== What you will do ==
(a) Count the lines in the listing that contain the string "background", treating uppercase and lowercase as different. Reply with the number only.
(b) Write what comes next in the forum thread about getting pine pitch off shoes, starting right after its last line.

== Text passage ==

..........

# How can I get Pine tree pitch off shoes?



## Billy_Bob

I've been cutting up some pine trees the past couple of days and they are oozing pitch by the bucketfull!

A whole bunch got on the bottom of my shoes (not corks). My shoes are now 1/4" higher due to this gunk stuck to the bottom! A friend told me he uses gasoline...


----------



## toddstreeservic

try -peanut butter, or soda/pop or rubbing alcohol. all work ok. Rinse well with soap and water.


----------



## bruce56BB

butter

i've used it for sap on my skin and it works great!

not sure i'd use it on my boots though.


----------



## slowp

All of the above or WD40, Mayonaise, or just wear them around and it'll come off eventually. Oh, or the military jungle juice except it eats up plastic.


----------



## pdqdl

*Elbow grease works best !*

Any approach using solvents (be it gasoline, alcohol, or even peanut butter) will not be very good for the boots, and will make one heck of a mess. It will probably be more work to dissolve/loosen than it is worth.

The gunk is probably deeply ground into dust and wood chips. Use a putty knife to scrape the excess, then walk some more dust into it to keep it from being too sticky. *If it is too stiff to scrape: get a smaller putty knife and use a heat gun (a hair dryer might work) to soften it up.*
You could probably use some solvent action to get the last stickiness off, but what would be the point ? You're just going to go out and get your boots dirty again, aren't you ?


----------



## 2dogs

A cutting torch!

Freeze them in a bucket of water and walk till they're dry.


----------



## Billy_Bob

pdqdl said:


> ...You could probably use some solvent action to get the last stickiness off, but what would be the point ? You're just going to go out and get your boots dirty again, aren't you ?

..........

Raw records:
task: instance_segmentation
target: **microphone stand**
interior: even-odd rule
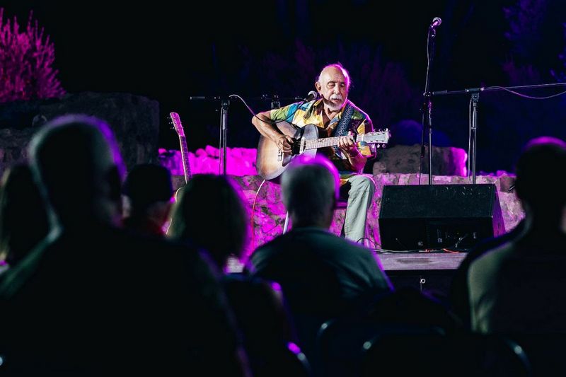
[[[223,175],[226,175],[226,139],[228,137],[228,108],[230,106],[229,97],[207,97],[192,95],[191,100],[220,101],[220,151],[219,155],[219,170]]]
[[[543,88],[555,88],[566,86],[566,83],[542,83],[538,85],[521,85],[519,86],[490,86],[487,88],[472,88],[463,91],[439,91],[432,92],[432,95],[446,95],[454,94],[470,93],[469,119],[470,129],[468,139],[468,182],[470,182],[470,173],[472,175],[472,183],[475,184],[475,139],[478,131],[478,103],[480,100],[480,92],[490,92],[499,91],[514,91],[516,89],[538,89]]]
[[[219,159],[220,165],[219,170],[222,172],[223,175],[226,175],[226,144],[228,139],[228,109],[230,107],[230,97],[216,97],[205,95],[192,95],[189,98],[190,100],[206,100],[206,101],[220,101],[220,151]],[[271,108],[278,108],[281,107],[280,100],[301,100],[302,97],[284,97],[280,98],[275,95],[270,97],[267,95],[262,95],[259,98],[249,98],[248,100],[270,100],[271,101]]]
[[[424,134],[428,131],[428,158],[429,158],[429,185],[432,185],[432,101],[430,93],[430,67],[434,56],[434,42],[437,30],[434,28],[429,28],[427,40],[427,74],[424,81],[424,93],[422,103],[422,137],[421,139],[421,160],[424,158]],[[422,168],[421,168],[422,170]],[[420,180],[419,180],[420,182]]]

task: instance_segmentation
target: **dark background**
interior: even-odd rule
[[[30,11],[55,47],[63,88],[125,92],[160,103],[159,145],[178,149],[168,115],[180,114],[189,149],[218,146],[220,103],[190,96],[238,94],[256,112],[266,95],[304,96],[326,64],[342,62],[350,98],[391,145],[420,143],[427,30],[434,17],[432,91],[534,85],[564,79],[566,2],[558,0],[370,1],[35,1],[3,3],[25,25]],[[533,96],[563,88],[521,91]],[[433,98],[433,144],[467,149],[469,95]],[[282,100],[282,104],[289,100]],[[479,103],[478,172],[512,171],[530,138],[566,137],[563,96],[537,100],[503,91]],[[229,146],[258,134],[239,100],[229,110]]]

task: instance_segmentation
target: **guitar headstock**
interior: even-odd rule
[[[183,128],[183,124],[181,124],[181,120],[179,117],[179,115],[176,112],[170,112],[169,116],[171,117],[173,127],[175,128],[175,131],[177,132],[177,134],[181,137],[185,137],[185,129]]]
[[[379,129],[374,132],[368,132],[360,135],[363,137],[363,141],[368,144],[374,144],[377,148],[385,148],[387,143],[389,142],[389,138],[391,134],[389,129]]]

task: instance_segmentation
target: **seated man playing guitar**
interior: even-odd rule
[[[347,190],[344,234],[354,242],[364,243],[366,217],[375,192],[375,183],[371,178],[360,173],[363,173],[367,159],[375,156],[375,148],[372,144],[355,141],[359,141],[359,137],[364,134],[373,132],[374,127],[369,117],[347,100],[350,85],[350,74],[342,64],[329,64],[323,69],[315,83],[321,98],[260,112],[252,118],[252,123],[262,134],[257,166],[260,175],[264,178],[271,179],[282,173],[290,158],[302,153],[304,149],[310,148],[316,151],[320,148],[320,153],[324,153],[340,172],[341,196],[345,196]],[[313,124],[316,127],[312,128],[318,131],[318,137],[333,137],[337,141],[333,144],[324,144],[319,139],[314,141],[317,143],[314,146],[299,147],[297,138],[293,137],[292,131],[289,132],[288,129],[297,129],[301,136],[301,129],[304,131]],[[280,167],[282,161],[282,167],[272,174],[267,171],[269,161],[264,159],[275,156],[262,153],[265,149],[269,150],[269,146],[264,147],[266,143],[278,150]]]

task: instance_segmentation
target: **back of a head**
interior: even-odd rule
[[[533,139],[526,145],[516,167],[517,195],[536,212],[558,214],[566,204],[566,142],[554,137]],[[541,180],[551,177],[551,184]]]
[[[35,179],[59,224],[110,223],[119,216],[124,167],[105,122],[59,117],[44,125],[28,148]]]
[[[248,214],[234,185],[224,175],[195,175],[181,190],[168,235],[211,253],[222,267],[231,254],[240,256],[248,239]]]
[[[338,172],[328,159],[294,158],[281,178],[283,202],[294,226],[329,226],[339,188]]]
[[[153,204],[171,200],[171,174],[160,165],[137,165],[126,178],[123,192],[129,199],[132,213],[143,213]]]

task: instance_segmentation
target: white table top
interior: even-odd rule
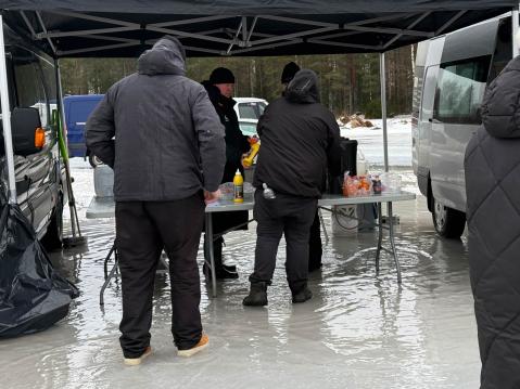
[[[370,195],[363,197],[344,197],[342,195],[325,194],[318,200],[318,206],[330,207],[334,205],[354,205],[368,203],[388,203],[404,202],[415,199],[416,195],[408,192],[383,193],[381,195]],[[233,210],[253,209],[253,197],[246,196],[243,203],[233,203],[229,199],[220,199],[206,207],[206,212],[227,212]],[[115,213],[115,203],[113,197],[92,197],[87,209],[87,219],[113,218]]]

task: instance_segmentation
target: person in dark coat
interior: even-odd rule
[[[300,72],[300,66],[294,62],[289,62],[281,73],[280,82],[283,86],[282,95],[286,94],[289,82],[294,78],[294,75]],[[321,256],[324,254],[321,244],[321,231],[319,212],[316,210],[313,224],[310,225],[310,233],[308,235],[308,271],[313,272],[321,268]]]
[[[244,177],[242,167],[242,155],[248,153],[250,144],[248,137],[242,134],[239,127],[239,119],[234,112],[237,102],[232,99],[234,88],[234,76],[231,70],[225,67],[217,67],[210,76],[210,80],[202,85],[210,95],[210,100],[215,107],[220,122],[226,129],[226,166],[221,183],[232,182],[237,170],[240,170]],[[213,232],[221,234],[223,232],[244,224],[240,229],[245,230],[249,220],[249,212],[215,212],[213,215]],[[213,254],[215,260],[215,272],[217,280],[237,278],[238,272],[234,265],[227,265],[223,261],[224,237],[219,236],[213,242]],[[210,268],[204,263],[204,274],[210,278]]]
[[[257,131],[262,152],[253,180],[255,264],[243,304],[267,304],[267,286],[272,280],[282,234],[292,301],[304,302],[312,298],[307,287],[310,224],[325,190],[328,165],[339,167],[333,159],[340,156],[340,128],[334,115],[319,103],[313,70],[296,73],[284,96],[267,106]]]
[[[487,87],[466,148],[481,389],[520,388],[520,56]]]
[[[204,88],[186,77],[185,61],[176,38],[160,39],[87,121],[87,146],[114,169],[119,340],[129,365],[151,353],[153,284],[163,249],[178,354],[190,356],[208,342],[199,310],[196,252],[204,198],[218,197],[225,133]]]

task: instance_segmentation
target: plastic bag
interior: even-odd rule
[[[0,204],[0,337],[13,337],[65,317],[79,291],[54,271],[20,207]]]

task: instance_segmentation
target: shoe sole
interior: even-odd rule
[[[144,353],[139,356],[139,358],[125,358],[125,365],[127,366],[137,366],[137,365],[140,365],[141,362],[147,358],[147,356],[150,356],[152,354],[152,349],[151,348],[147,348],[147,350],[144,351]]]
[[[207,345],[210,345],[210,339],[204,345],[196,346],[188,350],[177,350],[177,355],[182,358],[190,358],[196,354],[198,352],[201,352],[202,350],[204,350],[207,347]]]

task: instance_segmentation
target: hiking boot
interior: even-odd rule
[[[186,356],[186,358],[192,356],[196,354],[198,352],[204,350],[207,347],[207,345],[210,345],[210,337],[206,334],[202,334],[201,340],[199,340],[199,342],[195,346],[187,350],[177,350],[177,355]]]
[[[127,366],[137,366],[140,365],[141,362],[149,355],[152,354],[152,348],[149,346],[144,349],[144,352],[141,354],[141,356],[138,358],[125,358],[125,365]]]
[[[321,269],[321,262],[312,263],[308,262],[308,272],[314,272],[315,270]]]
[[[207,280],[212,280],[212,270],[210,265],[204,262],[202,265],[202,272],[206,276]],[[215,275],[217,280],[234,280],[239,277],[239,273],[237,272],[237,267],[228,267],[226,264],[217,265],[215,264]]]
[[[305,288],[292,295],[292,302],[293,303],[305,302],[307,300],[310,300],[312,298],[313,298],[313,293],[307,286],[305,286]]]
[[[249,307],[267,306],[267,283],[251,283],[250,294],[242,300],[242,304]]]

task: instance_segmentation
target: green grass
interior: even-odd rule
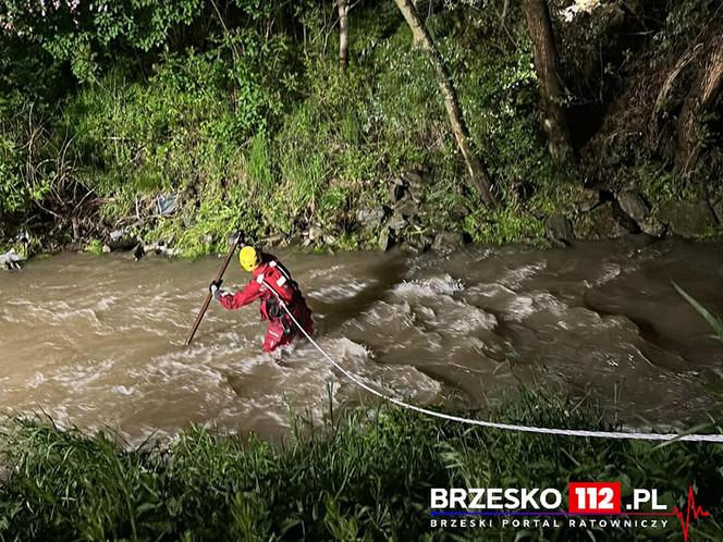
[[[561,428],[610,429],[590,403],[520,391],[486,415]],[[720,430],[720,429],[719,429]],[[396,407],[357,408],[323,427],[297,420],[272,446],[191,429],[168,447],[126,451],[106,434],[13,420],[0,439],[0,540],[466,540],[428,527],[432,486],[557,488],[620,480],[723,512],[723,447],[522,434],[443,422]],[[489,540],[681,540],[664,530],[486,530]],[[714,520],[691,540],[721,540]],[[487,538],[486,538],[487,540]]]

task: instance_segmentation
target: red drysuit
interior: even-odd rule
[[[235,294],[222,292],[219,303],[226,309],[238,309],[260,298],[261,318],[269,321],[269,329],[264,340],[264,352],[272,352],[279,346],[291,343],[295,335],[302,334],[280,306],[277,295],[304,330],[309,335],[314,334],[311,310],[306,305],[302,291],[286,268],[270,254],[261,254],[261,263],[252,271],[252,280],[244,286],[244,290],[240,290]]]

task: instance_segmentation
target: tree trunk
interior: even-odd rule
[[[469,181],[477,189],[477,192],[479,192],[479,195],[481,196],[485,204],[487,204],[489,207],[494,207],[497,201],[492,192],[492,182],[487,172],[487,169],[475,156],[469,146],[469,132],[464,121],[462,108],[459,107],[457,93],[452,85],[452,76],[446,69],[446,65],[444,64],[444,59],[442,59],[442,56],[434,46],[431,36],[421,22],[419,13],[417,12],[413,1],[394,0],[394,2],[402,12],[402,15],[404,15],[404,19],[409,25],[409,28],[412,28],[414,42],[418,44],[419,47],[429,53],[429,59],[432,63],[432,66],[434,67],[434,72],[437,72],[439,87],[444,98],[444,109],[446,110],[446,114],[450,118],[452,133],[454,134],[459,152],[462,152],[462,156],[465,160],[465,164],[467,165]]]
[[[688,91],[678,120],[678,165],[683,174],[693,170],[700,155],[700,118],[714,104],[723,87],[723,39],[715,38],[700,62],[700,75]]]
[[[557,49],[552,34],[552,22],[547,0],[525,0],[525,17],[532,40],[535,70],[540,79],[542,127],[548,136],[550,153],[555,158],[573,156],[567,121],[562,110],[563,93],[560,85]]]
[[[342,72],[346,71],[348,65],[348,2],[347,0],[336,0],[339,10],[339,67]]]

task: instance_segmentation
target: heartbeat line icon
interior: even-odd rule
[[[702,506],[696,505],[696,495],[693,493],[693,485],[688,485],[688,498],[685,504],[685,514],[677,506],[673,507],[673,512],[669,514],[661,514],[657,512],[632,512],[628,513],[628,516],[663,516],[663,517],[676,517],[681,521],[681,529],[683,530],[683,540],[688,542],[688,532],[690,530],[690,515],[693,514],[693,519],[698,519],[699,517],[710,517],[710,513],[703,510]]]
[[[688,529],[690,528],[690,513],[693,513],[693,518],[698,519],[699,517],[710,517],[710,513],[703,510],[702,506],[696,506],[696,497],[693,494],[693,485],[688,485],[688,500],[685,506],[685,516],[683,512],[676,506],[673,508],[673,512],[669,516],[676,516],[678,521],[681,521],[681,528],[683,529],[683,540],[688,542]]]

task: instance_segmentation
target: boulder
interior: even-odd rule
[[[555,211],[548,217],[544,226],[553,243],[569,245],[575,239],[573,224],[561,211]]]
[[[572,199],[577,212],[589,212],[600,205],[600,193],[589,188],[579,188],[575,190]]]
[[[377,245],[383,252],[389,250],[394,245],[394,232],[389,226],[384,226],[382,229],[381,233],[379,234]]]
[[[15,250],[11,249],[10,251],[0,255],[0,268],[12,270],[20,269],[20,263],[24,258],[19,254],[15,254]]]
[[[409,195],[415,199],[419,199],[425,185],[422,176],[415,171],[407,171],[402,174],[402,180],[406,184]]]
[[[309,227],[309,231],[308,231],[309,241],[316,241],[319,237],[321,237],[322,235],[323,235],[323,230],[321,230],[321,227],[316,226],[316,225]]]
[[[723,224],[723,199],[719,199],[718,201],[713,202],[713,205],[711,205],[711,209],[713,209],[713,214],[715,214],[715,220],[718,220],[718,223]]]
[[[434,239],[428,235],[415,235],[408,242],[409,249],[415,254],[422,254],[429,250]]]
[[[610,201],[583,214],[575,222],[575,235],[580,239],[616,239],[627,233],[613,215]]]
[[[623,190],[617,195],[621,210],[638,224],[650,215],[650,207],[637,192]]]
[[[682,237],[700,237],[715,227],[715,215],[707,201],[669,201],[660,206],[658,219]]]
[[[407,195],[396,204],[394,212],[400,213],[403,217],[413,217],[419,212],[419,206],[412,196]]]
[[[389,219],[389,221],[387,222],[387,227],[394,230],[394,232],[396,233],[404,230],[406,225],[407,225],[406,217],[404,217],[404,214],[402,214],[402,212],[399,210],[394,211],[392,218]]]
[[[173,214],[179,208],[177,194],[164,194],[156,198],[156,212],[158,214]]]
[[[402,199],[405,192],[406,185],[404,184],[403,180],[395,178],[389,183],[389,200],[392,204],[396,204],[400,199]]]
[[[126,230],[115,230],[110,232],[110,241],[106,246],[111,250],[132,250],[138,244],[135,235],[132,235]]]
[[[665,233],[667,232],[665,224],[663,224],[654,217],[648,217],[642,222],[640,222],[640,230],[653,237],[664,237]]]
[[[378,206],[371,209],[359,209],[356,211],[356,220],[366,230],[378,230],[387,218],[387,211]]]
[[[437,234],[432,248],[438,252],[451,252],[462,248],[465,244],[464,235],[458,232],[442,232]]]

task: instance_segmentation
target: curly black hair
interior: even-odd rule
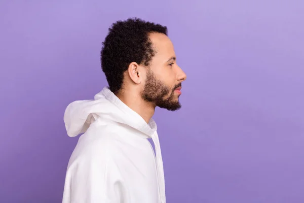
[[[124,72],[130,63],[136,62],[148,66],[155,51],[148,34],[158,32],[168,35],[166,26],[129,18],[113,23],[100,52],[101,67],[110,90],[117,93],[122,88]]]

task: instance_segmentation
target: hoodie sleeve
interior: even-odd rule
[[[117,164],[107,150],[100,149],[104,148],[87,148],[81,153],[75,149],[73,152],[62,203],[129,202]]]

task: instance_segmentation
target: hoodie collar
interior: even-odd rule
[[[132,120],[128,124],[147,136],[148,138],[151,138],[153,133],[157,131],[157,125],[153,118],[151,118],[149,122],[147,123],[141,116],[122,102],[110,90],[108,87],[104,87],[100,93],[96,94],[95,96],[95,100],[100,98],[99,95],[100,95],[100,93],[109,102],[124,112],[126,115],[130,115]]]

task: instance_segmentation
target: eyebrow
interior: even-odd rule
[[[169,60],[168,60],[167,61],[167,62],[168,62],[170,61],[170,60],[172,60],[172,59],[173,59],[173,60],[176,60],[176,57],[174,57],[174,56],[173,56],[173,57],[171,57],[171,58],[170,58]]]

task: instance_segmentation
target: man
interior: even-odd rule
[[[109,87],[67,108],[67,133],[80,138],[69,160],[63,203],[164,203],[155,108],[177,110],[186,75],[167,27],[138,18],[118,21],[103,43]],[[147,139],[151,138],[156,156]]]

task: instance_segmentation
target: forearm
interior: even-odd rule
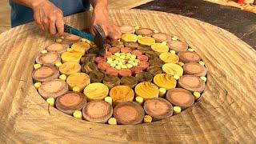
[[[11,0],[13,2],[16,2],[27,7],[33,9],[34,7],[39,5],[41,2],[48,1],[48,0]]]

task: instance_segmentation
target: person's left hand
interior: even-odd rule
[[[103,29],[106,36],[109,39],[119,39],[121,38],[121,32],[119,27],[110,21],[109,13],[107,9],[102,7],[94,7],[92,19],[91,26],[95,24],[99,24]],[[93,34],[95,34],[92,30],[93,26],[90,28],[90,32]]]

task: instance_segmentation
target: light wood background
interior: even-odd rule
[[[85,14],[89,14],[66,20],[87,27]],[[37,54],[54,39],[30,23],[0,35],[0,142],[255,142],[255,50],[222,29],[176,14],[117,10],[110,16],[118,25],[150,27],[184,38],[209,70],[200,102],[178,115],[137,126],[97,124],[48,109],[33,86],[31,72]]]

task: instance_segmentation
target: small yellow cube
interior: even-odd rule
[[[170,50],[170,53],[171,53],[171,54],[176,54],[176,51],[175,51],[175,50]]]
[[[72,90],[73,90],[73,91],[75,91],[75,92],[80,92],[80,87],[78,87],[78,86],[74,86],[74,87],[72,88]]]
[[[117,119],[115,119],[115,118],[110,118],[109,120],[108,120],[108,123],[110,125],[117,125],[118,124],[118,122],[117,122]]]
[[[54,106],[54,103],[55,103],[55,100],[54,100],[54,98],[49,98],[46,99],[46,102],[47,102],[50,106]]]
[[[166,90],[165,88],[159,88],[159,97],[163,97],[166,93]]]
[[[112,105],[112,98],[111,97],[105,97],[104,100]]]
[[[58,77],[58,78],[63,80],[63,81],[66,81],[66,74],[62,74]]]
[[[174,78],[176,79],[176,80],[178,80],[178,79],[179,79],[179,76],[177,75],[177,74],[174,74]]]
[[[174,106],[174,114],[178,114],[182,111],[182,108],[180,106]]]
[[[41,82],[35,82],[34,86],[38,90],[41,86]]]
[[[48,53],[48,51],[46,50],[41,50],[41,53],[42,54],[46,54],[46,53]]]
[[[201,97],[200,93],[199,93],[199,92],[197,92],[197,91],[194,91],[194,92],[193,93],[193,94],[194,94],[194,99],[195,99],[195,100],[198,99],[198,98]]]
[[[144,119],[143,119],[143,122],[145,123],[150,123],[152,122],[152,117],[150,115],[145,115],[144,116]]]
[[[82,111],[81,110],[74,110],[73,113],[73,116],[76,118],[81,118],[82,119]]]
[[[37,64],[34,65],[34,70],[39,69],[40,67],[41,67],[41,64],[37,63]]]
[[[55,66],[56,66],[57,67],[59,67],[59,66],[61,66],[62,65],[62,63],[61,62],[58,62],[55,63]]]
[[[136,97],[135,100],[140,105],[142,105],[143,103],[143,101],[144,101],[142,97]]]
[[[206,81],[207,81],[206,77],[200,77],[200,78],[201,78],[203,82],[206,82]]]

..........

== The results ==
(a) 2

(b)
No, 'cause today I'm cutting Cedar!


----------



## urhstry

I wouldn't have believed it if I hadn't of used it at my buddy's house, but get a skin care product called Skin So Soft. Takes pine sap off anything like acetone on ink. Just don't let your buddies see you with a bottle of it in your truck.


----------



## goatchin

urhstry said:


> I wouldn't have believed it if I hadn't of used it at my buddy's house, but get a skin care product called Skin So Soft. Takes pine sap off anything like acetone on ink. Just don't let your buddies see you with a bottle of it in your truck.



Skin So Soft is sold by Avon...i know this b/c me and my buddy/archery shop owner who shoot outdoor 3-D archery have used it along w/ bug spray to keep them at bay. Doesnt smell the most "manly" but it works for keeping the bugs down...gotta do what ya gotta do


----------



## GASoline71

Goop hand cleaner... does wonders to get pitch off of flip lines and climbing lines too... 

Gary


----------



## urhstry

yep, works great keeping bugs away too.


----------



## Billy_Bob

I finally used gasoline on my shoes and this "melted" the goo so I could then scrape a lot of it off on the edge of a piece of wood. Then I had the strong (very strong) smell of gas and pine on my shoes!

For my arms I always use peanut butter (not chunky).


----------



## Texas Traveler

Billy_Bob said:


> I finally used gasoline on my shoes and this "melted" the goo so I could then scrape a lot of it off on the edge of a piece of wood. Then I had the strong (very strong) smell of gas and pine on my shoes!
> 
> For my arms I always use peanut butter (not chunky).



pitch is a wood product so use paint thinner or turpintine


----------



## Buckethead

I've had really good luck with Lestoil. Works on skin, clothes or whatever.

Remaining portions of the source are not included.